PROBLEM REQUIREMENTS →
Reproduce the passage from the newsletter excerpt on information operations in Afghanistan, beginning at the words "CALL Newsletter 08-39: Nightmare" and stopping after "years of oppression.".

SOURCE EXCERPT →
------------

CALL Newsletter 08-39: Nightmare on Wazir Street

Chapter 4: Public Affairs and Information Operations

Section I
Information Operations, United States Strategic Command, and Public Affairs

LTC Pamela Keeton, U.S. Army Reserve, Retired, and MAJ Mark McCann

Note: Previously published in Military Review, November-December 2005, and reprinted with permission.

In 2004, watershed events (successful registration of more than 10 million voters, a successful presidential election, and the president's subsequent inauguration) gave rise to a fledgling democracy in Afghanistan after more than 25 years of war and violence. Replacing the rule of the gun with the rule of law signaled the end of an era, gave hope to millions of Afghans who had lived through years of oppression.

These events also signaled a change in military strategy in Afghanistan from combat operations and counterterrorism to counterinsurgency, reconstruction, and development. This shift required Combined Forces Command-Afghanistan (CFC-A) to rethink how it would meet the challenges of the new political, military, diplomatic, and economic environments. The command's operations required close coordination with Afghan government agencies, the U.S. Department of State, and the North Atlantic Treaty Organization. An effective information campaign was critical to the command's success.

------------

LISTING →

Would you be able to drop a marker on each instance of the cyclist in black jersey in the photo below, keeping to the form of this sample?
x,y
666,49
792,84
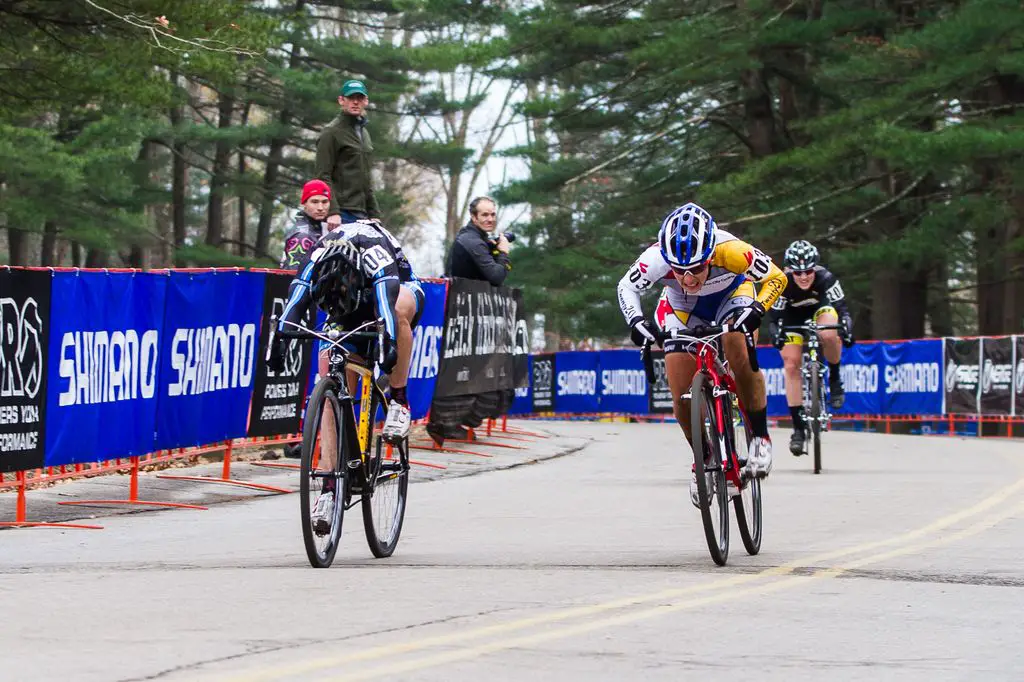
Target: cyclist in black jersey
x,y
812,292
364,262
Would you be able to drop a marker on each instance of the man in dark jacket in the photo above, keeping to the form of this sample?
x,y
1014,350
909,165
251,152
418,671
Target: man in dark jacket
x,y
473,255
343,153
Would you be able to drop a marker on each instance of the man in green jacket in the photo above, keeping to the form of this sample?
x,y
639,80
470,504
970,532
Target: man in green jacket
x,y
343,159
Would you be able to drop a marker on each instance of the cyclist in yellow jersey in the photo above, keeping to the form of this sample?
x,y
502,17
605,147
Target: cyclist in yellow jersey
x,y
709,275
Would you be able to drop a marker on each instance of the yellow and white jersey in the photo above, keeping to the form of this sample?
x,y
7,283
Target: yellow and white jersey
x,y
732,263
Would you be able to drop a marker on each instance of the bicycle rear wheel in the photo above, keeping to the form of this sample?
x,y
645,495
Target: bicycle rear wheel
x,y
385,494
815,415
712,492
322,538
748,503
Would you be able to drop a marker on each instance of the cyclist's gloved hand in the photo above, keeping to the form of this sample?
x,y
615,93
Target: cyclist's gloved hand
x,y
275,354
749,318
388,354
641,333
848,339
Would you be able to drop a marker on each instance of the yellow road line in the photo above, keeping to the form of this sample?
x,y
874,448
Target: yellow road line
x,y
633,616
461,637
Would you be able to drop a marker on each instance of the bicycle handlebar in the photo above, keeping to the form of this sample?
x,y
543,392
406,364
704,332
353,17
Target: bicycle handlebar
x,y
697,335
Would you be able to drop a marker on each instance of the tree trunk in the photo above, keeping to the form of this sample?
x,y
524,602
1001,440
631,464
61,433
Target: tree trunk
x,y
96,257
758,113
17,247
47,254
218,175
275,155
940,311
179,183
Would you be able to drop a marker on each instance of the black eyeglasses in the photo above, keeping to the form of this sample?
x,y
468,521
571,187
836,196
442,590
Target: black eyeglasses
x,y
693,269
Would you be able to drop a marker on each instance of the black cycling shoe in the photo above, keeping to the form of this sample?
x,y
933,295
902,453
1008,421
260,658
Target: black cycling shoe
x,y
838,394
798,442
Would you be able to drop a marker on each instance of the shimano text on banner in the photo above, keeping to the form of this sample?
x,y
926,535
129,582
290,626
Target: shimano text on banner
x,y
208,356
576,382
278,398
622,382
25,320
913,377
104,346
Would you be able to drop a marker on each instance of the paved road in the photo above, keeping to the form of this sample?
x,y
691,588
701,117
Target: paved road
x,y
903,560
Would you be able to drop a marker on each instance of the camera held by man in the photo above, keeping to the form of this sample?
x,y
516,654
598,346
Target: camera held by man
x,y
476,255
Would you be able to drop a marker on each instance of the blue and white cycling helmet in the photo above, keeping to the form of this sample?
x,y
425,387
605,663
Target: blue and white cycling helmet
x,y
687,237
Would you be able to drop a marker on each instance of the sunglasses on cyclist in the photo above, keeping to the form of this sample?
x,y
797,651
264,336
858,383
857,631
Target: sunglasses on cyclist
x,y
693,269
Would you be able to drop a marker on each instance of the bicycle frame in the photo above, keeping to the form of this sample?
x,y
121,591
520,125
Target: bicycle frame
x,y
723,384
339,363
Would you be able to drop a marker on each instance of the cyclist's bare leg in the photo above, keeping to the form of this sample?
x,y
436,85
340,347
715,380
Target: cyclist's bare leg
x,y
750,384
680,369
793,359
830,342
404,311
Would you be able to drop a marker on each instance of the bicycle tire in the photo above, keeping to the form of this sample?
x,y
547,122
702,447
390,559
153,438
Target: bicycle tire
x,y
708,444
748,503
320,548
815,415
380,496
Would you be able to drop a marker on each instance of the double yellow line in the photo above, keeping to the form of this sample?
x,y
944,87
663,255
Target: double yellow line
x,y
726,589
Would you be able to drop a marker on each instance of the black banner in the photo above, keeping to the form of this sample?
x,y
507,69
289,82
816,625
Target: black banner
x,y
278,399
25,315
1019,376
996,376
963,375
479,347
544,382
658,394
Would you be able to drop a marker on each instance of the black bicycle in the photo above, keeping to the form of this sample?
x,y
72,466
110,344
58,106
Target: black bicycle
x,y
344,456
814,389
720,436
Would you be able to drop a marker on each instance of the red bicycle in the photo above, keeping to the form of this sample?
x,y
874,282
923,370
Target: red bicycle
x,y
721,435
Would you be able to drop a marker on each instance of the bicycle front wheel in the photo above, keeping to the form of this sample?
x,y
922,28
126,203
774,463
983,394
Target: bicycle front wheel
x,y
748,503
815,415
322,509
708,444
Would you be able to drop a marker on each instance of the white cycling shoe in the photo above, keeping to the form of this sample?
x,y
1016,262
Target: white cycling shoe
x,y
759,456
398,421
323,513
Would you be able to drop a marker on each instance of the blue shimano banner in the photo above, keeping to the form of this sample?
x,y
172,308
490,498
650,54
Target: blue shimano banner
x,y
426,349
913,378
208,356
622,382
103,365
862,369
771,365
523,401
576,382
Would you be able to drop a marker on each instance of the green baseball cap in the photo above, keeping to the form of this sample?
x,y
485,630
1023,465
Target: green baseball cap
x,y
353,87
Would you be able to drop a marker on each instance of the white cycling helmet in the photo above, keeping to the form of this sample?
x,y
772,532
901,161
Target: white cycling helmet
x,y
687,237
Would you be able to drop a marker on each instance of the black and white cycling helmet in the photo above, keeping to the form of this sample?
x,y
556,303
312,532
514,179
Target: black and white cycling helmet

------------

SOLUTION →
CALL Newsletter 08-39: Nightmare on Wazir Street

Chapter 4: Public Affairs and Information Operations

Section I
Information Operations, United States Strategic Command, and Public Affairs

LTC Pamela Keeton, U.S. Army Reserve, Retired, and MAJ Mark McCann

Note: Previously published in Military Review, November-December 2005, and reprinted with permission.

In 2004, watershed events (successful registration of more than 10 million voters, a successful presidential election, and the president's subsequent inauguration) gave rise to a fledgling democracy in Afghanistan after more than 25 years of war and violence. Replacing the rule of the gun with the rule of law signaled the end of an era, gave hope to millions of Afghans who had lived through years of oppression.